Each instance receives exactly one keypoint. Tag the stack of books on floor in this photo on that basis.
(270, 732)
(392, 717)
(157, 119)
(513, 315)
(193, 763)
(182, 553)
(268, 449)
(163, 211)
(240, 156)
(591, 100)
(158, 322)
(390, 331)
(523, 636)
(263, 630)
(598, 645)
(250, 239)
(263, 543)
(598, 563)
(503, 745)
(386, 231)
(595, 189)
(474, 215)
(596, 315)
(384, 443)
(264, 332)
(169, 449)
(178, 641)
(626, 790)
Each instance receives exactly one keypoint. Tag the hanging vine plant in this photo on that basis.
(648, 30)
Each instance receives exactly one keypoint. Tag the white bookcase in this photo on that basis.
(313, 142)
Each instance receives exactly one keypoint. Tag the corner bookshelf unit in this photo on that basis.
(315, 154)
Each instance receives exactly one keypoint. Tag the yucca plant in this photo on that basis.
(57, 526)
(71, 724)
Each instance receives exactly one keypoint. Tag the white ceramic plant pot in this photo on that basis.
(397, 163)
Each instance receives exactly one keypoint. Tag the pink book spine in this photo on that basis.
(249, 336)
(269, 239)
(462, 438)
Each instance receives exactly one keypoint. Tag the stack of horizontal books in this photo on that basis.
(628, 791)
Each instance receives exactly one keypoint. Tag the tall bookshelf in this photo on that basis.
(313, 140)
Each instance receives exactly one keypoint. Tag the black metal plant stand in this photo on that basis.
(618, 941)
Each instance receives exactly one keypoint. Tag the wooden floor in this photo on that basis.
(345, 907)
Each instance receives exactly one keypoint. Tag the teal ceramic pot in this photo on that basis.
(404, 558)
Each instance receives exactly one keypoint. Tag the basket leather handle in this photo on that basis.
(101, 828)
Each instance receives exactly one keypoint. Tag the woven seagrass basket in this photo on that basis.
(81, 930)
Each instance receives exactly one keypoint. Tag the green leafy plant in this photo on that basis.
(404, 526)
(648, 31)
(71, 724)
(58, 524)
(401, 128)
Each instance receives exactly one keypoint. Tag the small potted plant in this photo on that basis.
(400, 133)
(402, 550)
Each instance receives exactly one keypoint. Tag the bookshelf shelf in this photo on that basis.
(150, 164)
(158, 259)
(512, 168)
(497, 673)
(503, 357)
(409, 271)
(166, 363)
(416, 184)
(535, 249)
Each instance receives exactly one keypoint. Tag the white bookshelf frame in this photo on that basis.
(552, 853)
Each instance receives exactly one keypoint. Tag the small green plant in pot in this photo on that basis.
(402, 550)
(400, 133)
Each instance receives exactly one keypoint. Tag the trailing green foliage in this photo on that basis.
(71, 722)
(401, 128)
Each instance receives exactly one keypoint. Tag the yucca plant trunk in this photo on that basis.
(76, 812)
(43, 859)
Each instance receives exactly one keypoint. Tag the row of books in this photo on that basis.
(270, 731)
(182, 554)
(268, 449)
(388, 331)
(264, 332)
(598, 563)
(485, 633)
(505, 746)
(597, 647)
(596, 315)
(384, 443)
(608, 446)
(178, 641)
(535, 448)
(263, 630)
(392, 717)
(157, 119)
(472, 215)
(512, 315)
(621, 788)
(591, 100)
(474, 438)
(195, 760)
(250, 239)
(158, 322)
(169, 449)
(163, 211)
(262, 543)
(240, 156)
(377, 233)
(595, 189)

■ PROBLEM ■
Reply with the lines from the one that contains "Each instance receives exactly one keypoint. Tag the row" through the last line of the material above, copied exactly and nothing else.

■ TASK ANSWER ■
Each instance receives exactly one keypoint. Tag the row of books in this photo on that basis.
(270, 731)
(182, 554)
(268, 449)
(388, 331)
(264, 332)
(598, 563)
(485, 633)
(505, 746)
(597, 647)
(596, 315)
(384, 443)
(608, 446)
(178, 641)
(535, 448)
(263, 630)
(392, 717)
(157, 119)
(472, 215)
(512, 315)
(621, 788)
(591, 100)
(474, 438)
(195, 760)
(250, 239)
(158, 322)
(169, 449)
(163, 211)
(262, 543)
(240, 156)
(377, 233)
(595, 189)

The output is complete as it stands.